● **PROBLEM TO SOLVE**
How many lines in the entries below contain the string "brown"? Reply with the number alone.

● **GIVEN INFORMATION**

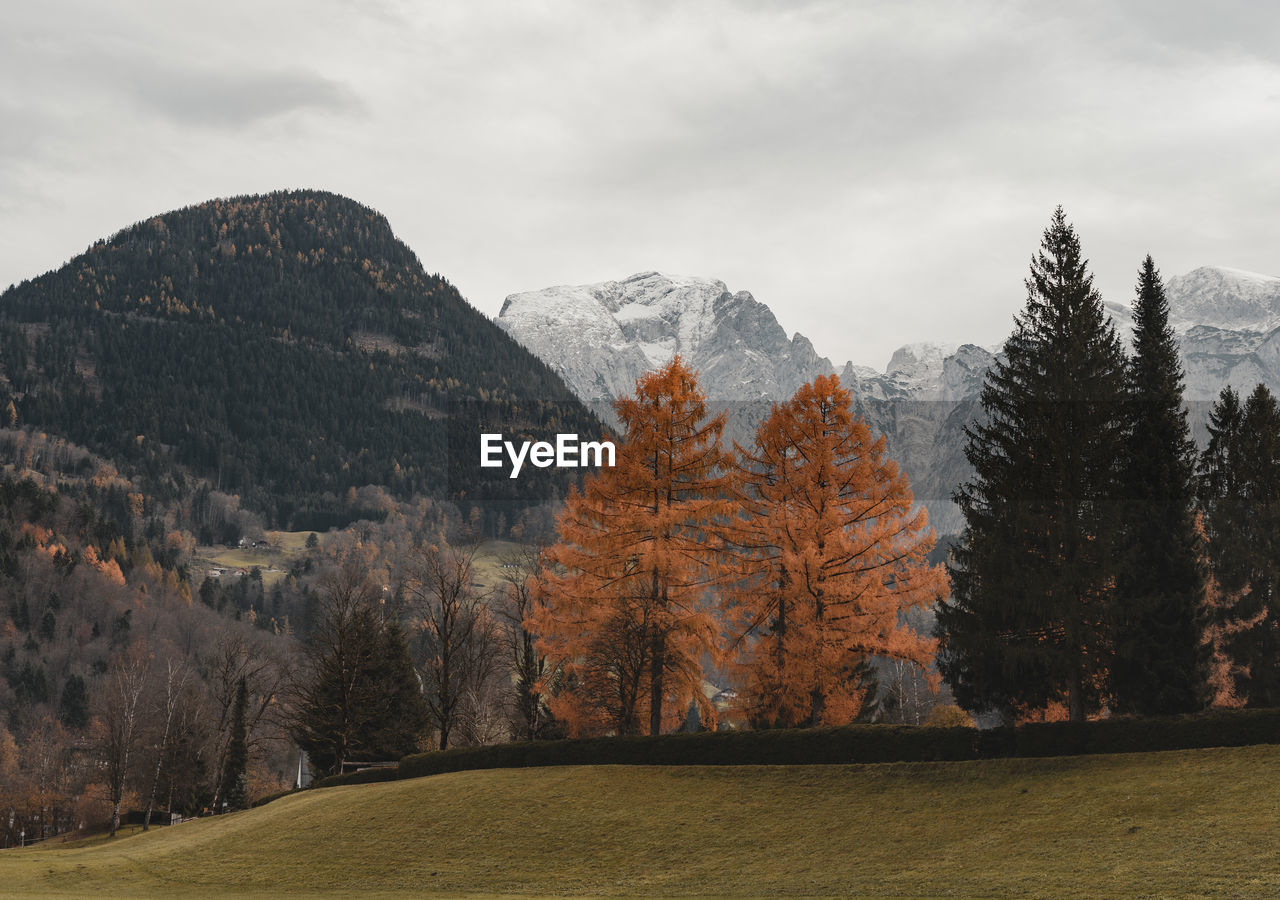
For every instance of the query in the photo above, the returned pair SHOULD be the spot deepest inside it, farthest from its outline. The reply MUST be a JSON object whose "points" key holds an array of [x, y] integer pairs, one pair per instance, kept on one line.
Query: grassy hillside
{"points": [[1194, 822]]}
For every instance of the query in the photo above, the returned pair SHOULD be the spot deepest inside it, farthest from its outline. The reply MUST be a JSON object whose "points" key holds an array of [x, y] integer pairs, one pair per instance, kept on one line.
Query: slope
{"points": [[1148, 825], [287, 346]]}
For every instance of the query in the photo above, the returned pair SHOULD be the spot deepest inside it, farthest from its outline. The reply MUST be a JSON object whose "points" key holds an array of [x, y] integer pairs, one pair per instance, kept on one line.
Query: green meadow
{"points": [[1159, 825]]}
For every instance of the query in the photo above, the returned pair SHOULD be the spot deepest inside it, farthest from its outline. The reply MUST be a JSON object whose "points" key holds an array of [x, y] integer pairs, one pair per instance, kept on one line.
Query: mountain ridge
{"points": [[287, 346]]}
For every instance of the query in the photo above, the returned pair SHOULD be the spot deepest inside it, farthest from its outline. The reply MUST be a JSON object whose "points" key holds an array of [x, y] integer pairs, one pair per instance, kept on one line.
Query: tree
{"points": [[357, 697], [73, 704], [1240, 496], [627, 612], [1221, 493], [176, 679], [828, 556], [1033, 571], [1159, 665], [236, 767], [530, 668], [458, 630], [119, 721]]}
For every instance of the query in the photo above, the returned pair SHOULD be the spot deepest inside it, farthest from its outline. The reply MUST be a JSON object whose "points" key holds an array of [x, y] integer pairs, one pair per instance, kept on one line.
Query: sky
{"points": [[877, 173]]}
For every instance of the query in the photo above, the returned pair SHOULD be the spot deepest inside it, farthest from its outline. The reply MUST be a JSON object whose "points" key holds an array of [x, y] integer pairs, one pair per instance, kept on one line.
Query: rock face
{"points": [[602, 337]]}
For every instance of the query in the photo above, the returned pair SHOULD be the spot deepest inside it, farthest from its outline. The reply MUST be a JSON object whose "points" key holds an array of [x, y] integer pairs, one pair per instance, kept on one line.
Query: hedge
{"points": [[366, 776], [851, 744], [1216, 727], [848, 744]]}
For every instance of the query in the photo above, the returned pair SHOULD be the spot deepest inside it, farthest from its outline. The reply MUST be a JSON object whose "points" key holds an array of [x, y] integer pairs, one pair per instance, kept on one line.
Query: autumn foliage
{"points": [[827, 554], [791, 566], [627, 610]]}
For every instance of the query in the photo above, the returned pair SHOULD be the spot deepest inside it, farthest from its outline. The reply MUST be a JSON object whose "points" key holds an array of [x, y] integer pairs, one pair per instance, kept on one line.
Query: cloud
{"points": [[215, 99]]}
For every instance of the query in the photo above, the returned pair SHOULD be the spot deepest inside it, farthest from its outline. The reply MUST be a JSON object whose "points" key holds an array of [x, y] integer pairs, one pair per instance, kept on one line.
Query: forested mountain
{"points": [[287, 347]]}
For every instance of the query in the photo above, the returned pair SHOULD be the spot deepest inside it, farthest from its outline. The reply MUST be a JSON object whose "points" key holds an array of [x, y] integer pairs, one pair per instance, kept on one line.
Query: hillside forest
{"points": [[1106, 566]]}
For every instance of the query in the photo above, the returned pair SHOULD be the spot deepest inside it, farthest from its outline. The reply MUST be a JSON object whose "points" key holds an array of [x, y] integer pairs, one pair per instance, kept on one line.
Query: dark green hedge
{"points": [[272, 798], [362, 777], [1216, 727], [851, 744]]}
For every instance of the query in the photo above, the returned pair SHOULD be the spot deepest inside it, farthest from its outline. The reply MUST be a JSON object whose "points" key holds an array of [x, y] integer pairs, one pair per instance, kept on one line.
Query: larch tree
{"points": [[626, 612], [826, 554], [1160, 661], [1033, 572]]}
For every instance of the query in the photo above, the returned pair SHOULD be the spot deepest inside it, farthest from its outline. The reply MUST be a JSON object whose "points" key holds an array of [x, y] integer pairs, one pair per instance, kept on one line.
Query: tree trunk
{"points": [[1074, 697], [656, 683]]}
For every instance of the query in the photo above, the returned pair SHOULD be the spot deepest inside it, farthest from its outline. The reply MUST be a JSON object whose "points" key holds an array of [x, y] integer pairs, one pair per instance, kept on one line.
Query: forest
{"points": [[1107, 569], [286, 348]]}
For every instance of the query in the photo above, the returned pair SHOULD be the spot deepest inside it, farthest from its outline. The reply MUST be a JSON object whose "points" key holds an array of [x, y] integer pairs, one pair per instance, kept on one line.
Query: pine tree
{"points": [[1255, 645], [1033, 571], [359, 698], [73, 704], [1159, 663], [236, 768], [402, 709], [1220, 492], [627, 617], [828, 554]]}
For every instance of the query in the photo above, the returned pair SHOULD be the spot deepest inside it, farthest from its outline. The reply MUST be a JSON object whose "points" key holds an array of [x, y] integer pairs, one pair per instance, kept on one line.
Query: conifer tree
{"points": [[627, 612], [1159, 665], [236, 768], [1221, 496], [1255, 615], [1033, 571], [827, 554]]}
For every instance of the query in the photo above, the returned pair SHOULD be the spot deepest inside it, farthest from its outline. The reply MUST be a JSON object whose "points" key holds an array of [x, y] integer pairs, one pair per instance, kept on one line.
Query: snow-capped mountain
{"points": [[602, 337], [1228, 300]]}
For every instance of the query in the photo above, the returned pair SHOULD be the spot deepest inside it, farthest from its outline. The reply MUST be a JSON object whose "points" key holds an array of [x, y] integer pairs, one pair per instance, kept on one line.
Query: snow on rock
{"points": [[1225, 298], [602, 337]]}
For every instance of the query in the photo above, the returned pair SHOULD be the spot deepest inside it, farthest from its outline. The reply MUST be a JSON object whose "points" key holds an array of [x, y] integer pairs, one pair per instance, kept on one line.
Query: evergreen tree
{"points": [[73, 706], [402, 713], [1255, 643], [236, 770], [1221, 496], [359, 698], [1033, 571], [1159, 663]]}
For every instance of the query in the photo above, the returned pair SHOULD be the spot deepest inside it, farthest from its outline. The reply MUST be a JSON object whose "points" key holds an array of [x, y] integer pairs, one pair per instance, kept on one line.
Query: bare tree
{"points": [[176, 679], [264, 672], [460, 631], [119, 720]]}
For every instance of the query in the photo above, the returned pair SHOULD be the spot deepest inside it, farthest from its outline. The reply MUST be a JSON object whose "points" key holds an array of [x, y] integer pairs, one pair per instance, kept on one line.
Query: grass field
{"points": [[1185, 823]]}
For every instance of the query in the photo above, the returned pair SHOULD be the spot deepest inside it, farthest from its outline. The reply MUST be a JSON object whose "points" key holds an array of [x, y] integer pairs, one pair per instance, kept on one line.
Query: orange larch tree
{"points": [[824, 557], [626, 610]]}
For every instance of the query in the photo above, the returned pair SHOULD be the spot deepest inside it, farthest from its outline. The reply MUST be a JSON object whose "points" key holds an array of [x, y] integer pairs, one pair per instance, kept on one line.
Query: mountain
{"points": [[287, 347], [600, 337]]}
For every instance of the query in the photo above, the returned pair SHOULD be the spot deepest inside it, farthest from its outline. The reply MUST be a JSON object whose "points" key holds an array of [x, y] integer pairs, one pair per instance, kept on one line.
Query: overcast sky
{"points": [[876, 173]]}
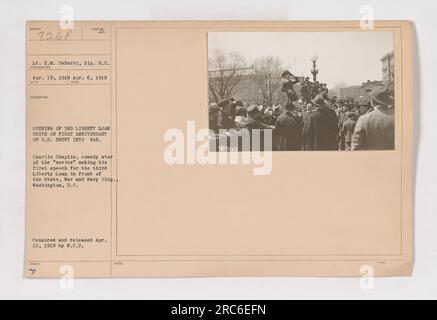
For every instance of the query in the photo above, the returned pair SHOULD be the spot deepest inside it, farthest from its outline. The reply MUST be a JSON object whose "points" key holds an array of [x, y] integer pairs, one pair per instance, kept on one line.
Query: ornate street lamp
{"points": [[314, 71]]}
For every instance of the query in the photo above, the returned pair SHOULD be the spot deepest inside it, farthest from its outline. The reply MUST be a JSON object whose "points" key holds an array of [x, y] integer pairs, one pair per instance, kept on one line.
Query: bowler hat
{"points": [[318, 101], [383, 96], [252, 109]]}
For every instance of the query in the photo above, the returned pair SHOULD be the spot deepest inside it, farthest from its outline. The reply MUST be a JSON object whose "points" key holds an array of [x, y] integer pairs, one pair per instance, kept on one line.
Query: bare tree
{"points": [[268, 74], [224, 73]]}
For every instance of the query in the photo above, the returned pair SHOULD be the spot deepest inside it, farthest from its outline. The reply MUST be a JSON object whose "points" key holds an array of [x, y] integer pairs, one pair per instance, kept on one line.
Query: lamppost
{"points": [[314, 71]]}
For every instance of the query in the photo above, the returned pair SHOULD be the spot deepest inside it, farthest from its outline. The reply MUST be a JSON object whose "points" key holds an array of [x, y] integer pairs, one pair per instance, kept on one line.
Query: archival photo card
{"points": [[301, 91]]}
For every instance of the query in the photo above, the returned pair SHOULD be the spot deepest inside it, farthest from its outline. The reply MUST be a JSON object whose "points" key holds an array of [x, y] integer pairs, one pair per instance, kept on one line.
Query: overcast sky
{"points": [[352, 57]]}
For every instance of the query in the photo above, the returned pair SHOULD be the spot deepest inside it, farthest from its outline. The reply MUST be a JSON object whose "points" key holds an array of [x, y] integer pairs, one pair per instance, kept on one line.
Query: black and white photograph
{"points": [[315, 91]]}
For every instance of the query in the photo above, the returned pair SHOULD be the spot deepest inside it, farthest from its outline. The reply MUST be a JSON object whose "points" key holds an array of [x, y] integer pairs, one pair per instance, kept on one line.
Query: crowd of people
{"points": [[311, 120]]}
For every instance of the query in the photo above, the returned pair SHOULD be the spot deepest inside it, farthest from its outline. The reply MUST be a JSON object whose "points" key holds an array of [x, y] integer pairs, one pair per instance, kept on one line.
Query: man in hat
{"points": [[289, 80], [347, 131], [254, 119], [288, 130], [320, 127], [375, 129]]}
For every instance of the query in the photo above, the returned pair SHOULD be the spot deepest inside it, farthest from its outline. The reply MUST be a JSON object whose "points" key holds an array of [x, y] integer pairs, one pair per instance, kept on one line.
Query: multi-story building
{"points": [[388, 68]]}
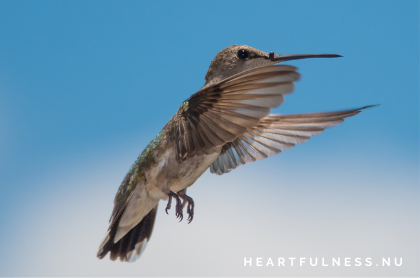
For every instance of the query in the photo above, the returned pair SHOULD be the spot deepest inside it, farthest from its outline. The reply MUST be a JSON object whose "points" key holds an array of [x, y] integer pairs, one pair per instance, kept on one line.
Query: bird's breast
{"points": [[179, 175]]}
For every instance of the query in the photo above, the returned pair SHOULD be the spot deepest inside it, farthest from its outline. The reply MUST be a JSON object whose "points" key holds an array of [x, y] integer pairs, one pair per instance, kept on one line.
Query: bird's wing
{"points": [[274, 134], [218, 114]]}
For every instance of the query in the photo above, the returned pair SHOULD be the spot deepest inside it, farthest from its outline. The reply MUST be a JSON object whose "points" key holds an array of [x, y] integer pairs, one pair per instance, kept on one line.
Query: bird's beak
{"points": [[286, 57]]}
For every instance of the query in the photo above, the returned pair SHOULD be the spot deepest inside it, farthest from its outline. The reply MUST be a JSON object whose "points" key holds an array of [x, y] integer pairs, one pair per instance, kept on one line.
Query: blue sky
{"points": [[85, 85]]}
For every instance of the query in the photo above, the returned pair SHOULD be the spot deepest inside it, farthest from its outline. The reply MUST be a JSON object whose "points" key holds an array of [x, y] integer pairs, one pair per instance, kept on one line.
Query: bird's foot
{"points": [[178, 207], [187, 200]]}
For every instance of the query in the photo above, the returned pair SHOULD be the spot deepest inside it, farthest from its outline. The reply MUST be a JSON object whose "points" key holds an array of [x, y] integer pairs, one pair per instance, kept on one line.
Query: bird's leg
{"points": [[187, 200], [178, 207]]}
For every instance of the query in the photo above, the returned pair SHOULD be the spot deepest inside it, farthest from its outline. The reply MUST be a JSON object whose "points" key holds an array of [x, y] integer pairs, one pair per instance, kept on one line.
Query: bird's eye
{"points": [[242, 54]]}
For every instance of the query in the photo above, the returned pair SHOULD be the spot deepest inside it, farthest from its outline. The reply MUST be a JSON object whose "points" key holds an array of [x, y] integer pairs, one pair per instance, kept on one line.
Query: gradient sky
{"points": [[85, 85]]}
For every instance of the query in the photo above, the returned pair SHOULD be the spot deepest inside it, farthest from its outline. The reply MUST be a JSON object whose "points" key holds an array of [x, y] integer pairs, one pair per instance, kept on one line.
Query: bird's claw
{"points": [[190, 206]]}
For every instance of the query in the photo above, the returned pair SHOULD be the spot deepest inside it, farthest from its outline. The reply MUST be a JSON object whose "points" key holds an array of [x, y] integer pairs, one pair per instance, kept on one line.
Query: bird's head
{"points": [[238, 58]]}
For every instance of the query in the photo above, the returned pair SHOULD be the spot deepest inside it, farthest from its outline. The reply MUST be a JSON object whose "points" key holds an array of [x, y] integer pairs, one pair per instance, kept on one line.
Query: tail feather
{"points": [[130, 246]]}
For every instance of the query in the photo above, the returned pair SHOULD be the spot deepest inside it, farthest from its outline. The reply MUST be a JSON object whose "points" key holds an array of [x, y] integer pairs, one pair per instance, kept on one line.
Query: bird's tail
{"points": [[131, 245]]}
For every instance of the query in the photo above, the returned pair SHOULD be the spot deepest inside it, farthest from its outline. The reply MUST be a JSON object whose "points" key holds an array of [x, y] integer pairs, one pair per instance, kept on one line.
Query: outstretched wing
{"points": [[274, 134], [218, 114]]}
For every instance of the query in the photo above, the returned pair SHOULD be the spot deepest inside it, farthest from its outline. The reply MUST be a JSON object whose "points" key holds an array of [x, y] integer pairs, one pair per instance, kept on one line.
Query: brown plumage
{"points": [[222, 126]]}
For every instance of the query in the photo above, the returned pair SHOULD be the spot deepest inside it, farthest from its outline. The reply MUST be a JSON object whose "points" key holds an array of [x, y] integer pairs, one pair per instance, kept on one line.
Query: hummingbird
{"points": [[225, 124]]}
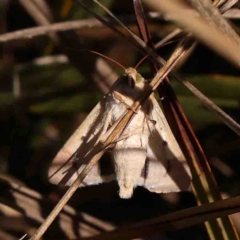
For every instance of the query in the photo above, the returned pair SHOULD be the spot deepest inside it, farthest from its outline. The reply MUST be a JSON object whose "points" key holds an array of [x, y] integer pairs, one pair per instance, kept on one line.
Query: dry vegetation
{"points": [[50, 82]]}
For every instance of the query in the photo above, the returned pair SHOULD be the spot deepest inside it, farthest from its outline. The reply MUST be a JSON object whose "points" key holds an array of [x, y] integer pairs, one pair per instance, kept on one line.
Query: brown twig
{"points": [[174, 221], [214, 17], [33, 9], [56, 27], [230, 122]]}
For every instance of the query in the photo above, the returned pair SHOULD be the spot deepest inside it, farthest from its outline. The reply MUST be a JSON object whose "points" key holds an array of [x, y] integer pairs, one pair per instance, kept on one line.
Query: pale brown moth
{"points": [[147, 154]]}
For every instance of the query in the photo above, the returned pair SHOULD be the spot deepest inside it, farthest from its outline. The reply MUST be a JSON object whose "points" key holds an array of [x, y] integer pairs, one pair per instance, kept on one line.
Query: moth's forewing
{"points": [[70, 161], [166, 167]]}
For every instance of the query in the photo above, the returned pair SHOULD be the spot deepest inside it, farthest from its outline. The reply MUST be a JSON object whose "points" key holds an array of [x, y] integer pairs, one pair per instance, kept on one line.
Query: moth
{"points": [[147, 154]]}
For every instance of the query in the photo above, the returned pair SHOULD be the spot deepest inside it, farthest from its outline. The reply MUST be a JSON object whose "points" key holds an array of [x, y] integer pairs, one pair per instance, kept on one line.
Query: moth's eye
{"points": [[131, 82]]}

● **RESULT**
3